[Data items]

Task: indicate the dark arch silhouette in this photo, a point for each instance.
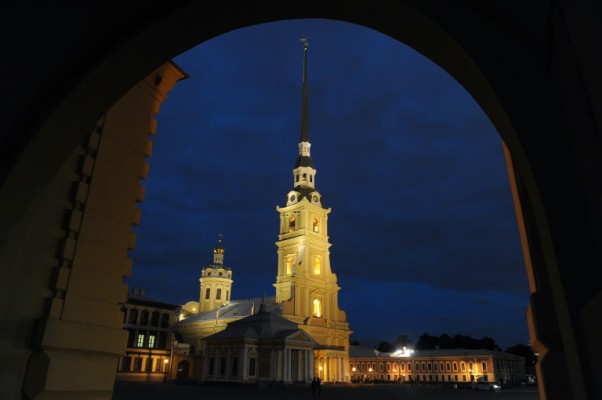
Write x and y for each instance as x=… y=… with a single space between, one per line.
x=534 y=69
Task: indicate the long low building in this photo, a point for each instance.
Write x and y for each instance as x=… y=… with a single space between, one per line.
x=435 y=366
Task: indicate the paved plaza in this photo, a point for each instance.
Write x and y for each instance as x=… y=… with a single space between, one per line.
x=135 y=391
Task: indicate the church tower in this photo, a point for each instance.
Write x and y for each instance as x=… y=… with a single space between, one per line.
x=216 y=282
x=305 y=284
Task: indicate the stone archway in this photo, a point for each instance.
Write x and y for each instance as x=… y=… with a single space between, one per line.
x=183 y=371
x=533 y=72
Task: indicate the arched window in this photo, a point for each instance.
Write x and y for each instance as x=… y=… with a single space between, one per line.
x=317 y=265
x=252 y=366
x=317 y=308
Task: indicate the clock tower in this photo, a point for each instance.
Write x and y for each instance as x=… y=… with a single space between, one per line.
x=305 y=284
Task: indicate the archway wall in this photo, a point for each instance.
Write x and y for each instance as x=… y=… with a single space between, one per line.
x=532 y=67
x=65 y=262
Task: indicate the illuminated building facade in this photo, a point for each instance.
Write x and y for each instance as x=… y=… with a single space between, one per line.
x=436 y=366
x=305 y=284
x=149 y=323
x=306 y=288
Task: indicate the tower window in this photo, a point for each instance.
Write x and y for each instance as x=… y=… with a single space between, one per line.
x=317 y=265
x=317 y=308
x=252 y=366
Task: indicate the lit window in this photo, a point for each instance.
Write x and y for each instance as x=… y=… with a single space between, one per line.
x=144 y=317
x=140 y=341
x=317 y=266
x=234 y=366
x=133 y=316
x=252 y=366
x=317 y=308
x=151 y=341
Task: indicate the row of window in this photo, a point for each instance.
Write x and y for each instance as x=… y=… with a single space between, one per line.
x=290 y=263
x=429 y=378
x=418 y=366
x=304 y=179
x=292 y=224
x=146 y=317
x=136 y=364
x=233 y=366
x=218 y=294
x=147 y=339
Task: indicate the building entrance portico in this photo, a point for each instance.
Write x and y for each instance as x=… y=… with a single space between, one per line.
x=331 y=365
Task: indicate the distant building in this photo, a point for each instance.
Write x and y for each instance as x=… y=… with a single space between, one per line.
x=150 y=323
x=436 y=366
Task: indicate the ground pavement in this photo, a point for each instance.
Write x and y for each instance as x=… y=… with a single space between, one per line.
x=135 y=391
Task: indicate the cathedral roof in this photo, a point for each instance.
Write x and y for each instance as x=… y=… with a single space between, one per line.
x=262 y=325
x=234 y=310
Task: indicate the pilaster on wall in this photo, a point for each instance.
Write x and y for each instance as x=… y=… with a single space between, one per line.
x=79 y=337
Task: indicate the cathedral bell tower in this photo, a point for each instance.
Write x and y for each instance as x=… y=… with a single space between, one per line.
x=305 y=284
x=216 y=282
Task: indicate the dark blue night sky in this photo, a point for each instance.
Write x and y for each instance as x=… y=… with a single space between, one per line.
x=423 y=226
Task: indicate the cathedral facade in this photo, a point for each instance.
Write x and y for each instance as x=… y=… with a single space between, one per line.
x=306 y=288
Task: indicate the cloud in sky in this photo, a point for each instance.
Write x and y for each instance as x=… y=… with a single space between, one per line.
x=411 y=166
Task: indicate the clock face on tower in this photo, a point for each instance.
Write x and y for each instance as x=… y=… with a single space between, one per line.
x=292 y=198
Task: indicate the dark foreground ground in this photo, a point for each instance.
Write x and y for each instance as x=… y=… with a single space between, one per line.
x=135 y=391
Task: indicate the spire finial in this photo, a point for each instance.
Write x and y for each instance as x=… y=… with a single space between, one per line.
x=305 y=101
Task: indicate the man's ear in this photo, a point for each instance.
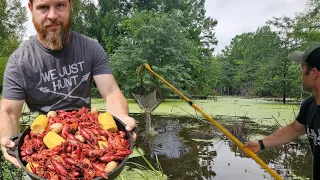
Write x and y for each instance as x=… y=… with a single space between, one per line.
x=30 y=6
x=71 y=3
x=315 y=73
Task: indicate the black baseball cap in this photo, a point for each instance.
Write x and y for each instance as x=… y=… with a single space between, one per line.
x=311 y=56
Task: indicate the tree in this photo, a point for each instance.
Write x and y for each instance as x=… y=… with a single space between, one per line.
x=159 y=40
x=12 y=18
x=285 y=28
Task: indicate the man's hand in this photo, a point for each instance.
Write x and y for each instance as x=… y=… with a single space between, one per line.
x=130 y=125
x=7 y=143
x=254 y=146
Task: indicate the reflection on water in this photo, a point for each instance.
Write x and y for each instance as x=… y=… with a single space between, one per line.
x=192 y=149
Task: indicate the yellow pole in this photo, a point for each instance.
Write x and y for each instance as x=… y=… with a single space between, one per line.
x=215 y=123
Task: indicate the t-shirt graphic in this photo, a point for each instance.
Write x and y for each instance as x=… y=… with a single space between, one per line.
x=54 y=80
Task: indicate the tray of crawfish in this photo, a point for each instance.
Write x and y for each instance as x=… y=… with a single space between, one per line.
x=76 y=144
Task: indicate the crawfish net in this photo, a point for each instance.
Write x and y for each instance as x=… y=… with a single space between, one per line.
x=147 y=102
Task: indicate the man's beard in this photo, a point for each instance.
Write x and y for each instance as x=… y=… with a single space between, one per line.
x=54 y=40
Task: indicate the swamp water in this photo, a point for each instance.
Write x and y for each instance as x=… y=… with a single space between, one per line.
x=189 y=147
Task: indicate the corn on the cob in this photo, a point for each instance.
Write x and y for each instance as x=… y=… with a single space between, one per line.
x=107 y=122
x=40 y=124
x=52 y=139
x=28 y=166
x=102 y=144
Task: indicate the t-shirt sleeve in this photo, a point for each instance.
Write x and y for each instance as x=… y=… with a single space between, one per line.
x=13 y=86
x=301 y=118
x=100 y=61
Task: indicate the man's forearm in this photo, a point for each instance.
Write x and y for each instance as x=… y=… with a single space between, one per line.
x=282 y=136
x=9 y=125
x=117 y=104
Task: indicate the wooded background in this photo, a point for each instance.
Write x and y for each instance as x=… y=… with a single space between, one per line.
x=178 y=41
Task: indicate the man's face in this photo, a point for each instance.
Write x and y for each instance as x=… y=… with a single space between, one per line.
x=52 y=20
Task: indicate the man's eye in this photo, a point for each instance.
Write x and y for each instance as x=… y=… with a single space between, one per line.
x=60 y=5
x=43 y=7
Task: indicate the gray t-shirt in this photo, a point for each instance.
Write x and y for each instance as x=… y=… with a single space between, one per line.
x=52 y=80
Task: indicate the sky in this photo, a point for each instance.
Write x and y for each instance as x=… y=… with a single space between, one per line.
x=234 y=16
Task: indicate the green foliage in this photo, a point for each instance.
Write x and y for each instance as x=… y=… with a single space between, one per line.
x=3 y=62
x=12 y=18
x=254 y=65
x=159 y=40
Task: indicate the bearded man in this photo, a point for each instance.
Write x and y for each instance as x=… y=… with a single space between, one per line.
x=54 y=70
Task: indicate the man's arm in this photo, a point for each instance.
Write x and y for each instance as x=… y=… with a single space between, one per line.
x=116 y=103
x=280 y=137
x=10 y=112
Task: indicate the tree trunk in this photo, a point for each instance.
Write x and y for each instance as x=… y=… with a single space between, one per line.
x=284 y=88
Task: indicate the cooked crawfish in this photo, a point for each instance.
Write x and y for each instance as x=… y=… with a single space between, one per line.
x=75 y=159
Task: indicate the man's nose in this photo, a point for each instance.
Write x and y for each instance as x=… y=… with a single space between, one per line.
x=53 y=14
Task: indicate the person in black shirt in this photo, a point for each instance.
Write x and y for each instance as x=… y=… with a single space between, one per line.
x=308 y=119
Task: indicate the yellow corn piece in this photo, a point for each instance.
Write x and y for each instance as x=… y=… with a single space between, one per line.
x=40 y=124
x=107 y=122
x=52 y=139
x=103 y=143
x=28 y=166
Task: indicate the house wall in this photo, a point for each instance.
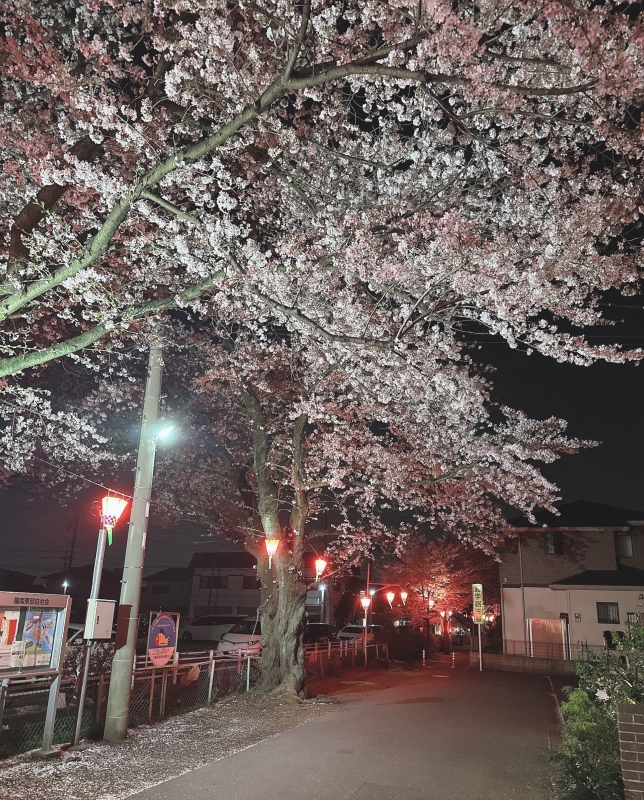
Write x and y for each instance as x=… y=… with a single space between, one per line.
x=545 y=603
x=582 y=550
x=233 y=599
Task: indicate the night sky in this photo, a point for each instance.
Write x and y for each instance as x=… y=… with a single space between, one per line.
x=602 y=402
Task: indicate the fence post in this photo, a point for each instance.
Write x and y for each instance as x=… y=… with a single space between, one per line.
x=152 y=677
x=211 y=676
x=175 y=664
x=164 y=690
x=98 y=711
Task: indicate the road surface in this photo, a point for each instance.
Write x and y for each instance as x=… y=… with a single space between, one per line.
x=440 y=734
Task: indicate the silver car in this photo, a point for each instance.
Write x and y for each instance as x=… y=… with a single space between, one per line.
x=208 y=628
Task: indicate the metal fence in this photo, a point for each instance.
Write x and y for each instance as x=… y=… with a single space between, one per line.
x=192 y=681
x=565 y=651
x=157 y=693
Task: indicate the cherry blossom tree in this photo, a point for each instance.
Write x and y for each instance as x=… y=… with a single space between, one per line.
x=271 y=437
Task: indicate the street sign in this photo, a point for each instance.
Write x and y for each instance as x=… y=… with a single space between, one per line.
x=162 y=637
x=477 y=603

▶ **Task objective**: An exact, complete copy of the lines above from the one with "Task: indicate the swamp" through the one with "Task: indicate the corn" is the whole answer.

▶ **Your solution**:
Task: indicate the swamp water in this photo, a point for each instance.
Write x and y for each instance as x=… y=… with a single space between, one per line.
x=189 y=147
Task: indicate the corn on the cob in this photo, a point for each instance.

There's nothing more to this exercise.